:: Aim of the exercise ::
For the listing below, report all lines that hold the word "window".

* * * * * * *

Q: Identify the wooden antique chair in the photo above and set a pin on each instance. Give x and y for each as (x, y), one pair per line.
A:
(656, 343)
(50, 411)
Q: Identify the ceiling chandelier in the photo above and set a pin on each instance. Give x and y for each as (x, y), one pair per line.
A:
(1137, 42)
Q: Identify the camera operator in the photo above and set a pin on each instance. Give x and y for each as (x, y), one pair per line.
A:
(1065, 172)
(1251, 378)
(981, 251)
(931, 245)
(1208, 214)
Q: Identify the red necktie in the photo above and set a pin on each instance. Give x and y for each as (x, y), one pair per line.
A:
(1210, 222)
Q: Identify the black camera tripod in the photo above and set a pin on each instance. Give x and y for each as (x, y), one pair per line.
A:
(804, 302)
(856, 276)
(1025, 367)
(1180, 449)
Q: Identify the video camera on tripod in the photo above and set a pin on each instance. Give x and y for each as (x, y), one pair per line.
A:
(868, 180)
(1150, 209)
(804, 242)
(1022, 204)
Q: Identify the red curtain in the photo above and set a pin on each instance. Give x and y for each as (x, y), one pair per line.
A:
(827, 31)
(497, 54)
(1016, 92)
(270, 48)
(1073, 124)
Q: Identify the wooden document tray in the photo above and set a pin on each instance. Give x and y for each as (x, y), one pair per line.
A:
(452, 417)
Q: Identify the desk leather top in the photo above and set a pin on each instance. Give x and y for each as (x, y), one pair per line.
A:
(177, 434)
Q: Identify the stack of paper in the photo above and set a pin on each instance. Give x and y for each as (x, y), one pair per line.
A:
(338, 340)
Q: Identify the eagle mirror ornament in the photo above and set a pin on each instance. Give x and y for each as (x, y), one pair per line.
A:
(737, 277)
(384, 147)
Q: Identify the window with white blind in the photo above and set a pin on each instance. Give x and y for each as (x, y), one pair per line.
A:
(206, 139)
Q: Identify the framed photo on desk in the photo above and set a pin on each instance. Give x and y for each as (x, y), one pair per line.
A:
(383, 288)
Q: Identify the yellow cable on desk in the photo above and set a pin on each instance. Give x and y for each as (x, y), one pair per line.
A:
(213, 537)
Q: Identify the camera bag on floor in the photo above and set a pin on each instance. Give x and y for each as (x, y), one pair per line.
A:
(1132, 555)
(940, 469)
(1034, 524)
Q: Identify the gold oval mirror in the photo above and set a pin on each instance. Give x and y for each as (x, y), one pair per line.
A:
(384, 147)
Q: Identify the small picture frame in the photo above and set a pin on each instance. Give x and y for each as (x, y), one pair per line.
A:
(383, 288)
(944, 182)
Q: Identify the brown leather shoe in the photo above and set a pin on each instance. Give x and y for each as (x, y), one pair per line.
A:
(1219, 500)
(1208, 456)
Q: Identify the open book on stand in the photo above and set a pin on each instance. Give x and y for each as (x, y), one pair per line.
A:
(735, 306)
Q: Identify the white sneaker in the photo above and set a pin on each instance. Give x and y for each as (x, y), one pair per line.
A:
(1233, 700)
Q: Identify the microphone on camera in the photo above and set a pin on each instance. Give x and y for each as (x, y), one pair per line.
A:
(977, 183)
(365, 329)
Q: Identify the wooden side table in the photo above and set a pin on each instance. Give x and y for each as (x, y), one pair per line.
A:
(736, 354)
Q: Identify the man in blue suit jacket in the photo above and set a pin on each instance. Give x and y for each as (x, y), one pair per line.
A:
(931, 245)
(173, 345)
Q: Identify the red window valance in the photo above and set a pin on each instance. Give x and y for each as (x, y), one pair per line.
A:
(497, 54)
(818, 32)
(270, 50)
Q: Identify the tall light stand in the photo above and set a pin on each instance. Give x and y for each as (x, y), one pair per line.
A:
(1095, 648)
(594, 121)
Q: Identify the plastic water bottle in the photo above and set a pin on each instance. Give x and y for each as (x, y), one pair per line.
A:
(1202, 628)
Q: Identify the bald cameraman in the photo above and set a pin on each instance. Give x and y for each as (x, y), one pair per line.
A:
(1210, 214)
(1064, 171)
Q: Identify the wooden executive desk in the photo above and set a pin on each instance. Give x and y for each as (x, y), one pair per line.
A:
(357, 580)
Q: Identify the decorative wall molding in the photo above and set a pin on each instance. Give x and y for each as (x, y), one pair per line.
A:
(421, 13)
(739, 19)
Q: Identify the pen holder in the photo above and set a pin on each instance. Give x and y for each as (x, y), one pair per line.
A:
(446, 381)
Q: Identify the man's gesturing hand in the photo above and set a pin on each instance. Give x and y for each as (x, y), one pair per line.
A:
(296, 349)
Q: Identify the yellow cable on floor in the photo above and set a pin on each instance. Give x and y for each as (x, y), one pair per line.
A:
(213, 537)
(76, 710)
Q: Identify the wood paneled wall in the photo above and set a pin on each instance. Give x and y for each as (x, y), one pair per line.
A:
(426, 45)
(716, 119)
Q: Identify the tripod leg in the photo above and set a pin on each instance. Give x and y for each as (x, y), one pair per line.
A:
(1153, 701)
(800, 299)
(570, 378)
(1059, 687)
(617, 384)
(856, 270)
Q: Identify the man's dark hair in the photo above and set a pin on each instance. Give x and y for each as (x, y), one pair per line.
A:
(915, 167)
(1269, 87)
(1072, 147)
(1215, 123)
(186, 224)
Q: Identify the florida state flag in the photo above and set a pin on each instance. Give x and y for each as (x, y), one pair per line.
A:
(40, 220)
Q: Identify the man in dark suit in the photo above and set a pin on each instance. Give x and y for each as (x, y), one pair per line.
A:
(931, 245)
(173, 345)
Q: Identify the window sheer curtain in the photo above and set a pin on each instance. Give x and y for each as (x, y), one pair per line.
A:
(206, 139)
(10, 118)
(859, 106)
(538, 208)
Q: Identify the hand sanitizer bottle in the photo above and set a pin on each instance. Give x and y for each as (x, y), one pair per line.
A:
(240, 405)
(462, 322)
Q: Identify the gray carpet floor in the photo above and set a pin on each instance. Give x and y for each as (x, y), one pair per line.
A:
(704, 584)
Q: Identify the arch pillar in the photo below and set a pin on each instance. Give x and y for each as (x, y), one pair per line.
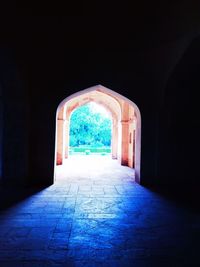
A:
(125, 143)
(66, 126)
(60, 141)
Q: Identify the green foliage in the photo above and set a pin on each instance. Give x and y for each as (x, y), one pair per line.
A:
(88, 127)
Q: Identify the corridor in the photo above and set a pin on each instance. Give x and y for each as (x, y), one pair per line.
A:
(95, 215)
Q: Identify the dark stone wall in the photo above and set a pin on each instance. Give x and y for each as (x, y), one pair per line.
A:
(179, 141)
(149, 60)
(1, 134)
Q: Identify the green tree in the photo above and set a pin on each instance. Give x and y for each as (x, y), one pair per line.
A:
(89, 127)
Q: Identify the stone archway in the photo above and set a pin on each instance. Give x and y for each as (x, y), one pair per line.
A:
(126, 125)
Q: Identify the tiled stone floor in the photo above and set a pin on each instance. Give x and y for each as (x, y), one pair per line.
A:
(96, 215)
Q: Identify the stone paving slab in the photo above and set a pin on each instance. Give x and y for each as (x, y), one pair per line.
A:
(98, 218)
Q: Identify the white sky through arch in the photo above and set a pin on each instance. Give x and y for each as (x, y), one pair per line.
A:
(96, 108)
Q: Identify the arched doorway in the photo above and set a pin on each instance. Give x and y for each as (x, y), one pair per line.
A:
(126, 125)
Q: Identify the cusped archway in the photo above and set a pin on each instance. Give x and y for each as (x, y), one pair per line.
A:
(126, 126)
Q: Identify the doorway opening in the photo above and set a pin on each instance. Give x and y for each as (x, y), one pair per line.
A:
(125, 134)
(90, 131)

* * * * * * *

:: Result of the exercise ::
Q: Identify the window with white blind in the photo above and set a pin on each instance. Give x and y for each as (x, y), one pair per line.
Q: Identify the red window valance in the photo above and set a pin on each instance. Give x and y for each as (x, y), one pair per line.
Q: Identify the window sheer curtain in the photo above and set a pin on each instance. Give x and y for each as (x, y), one pair per line.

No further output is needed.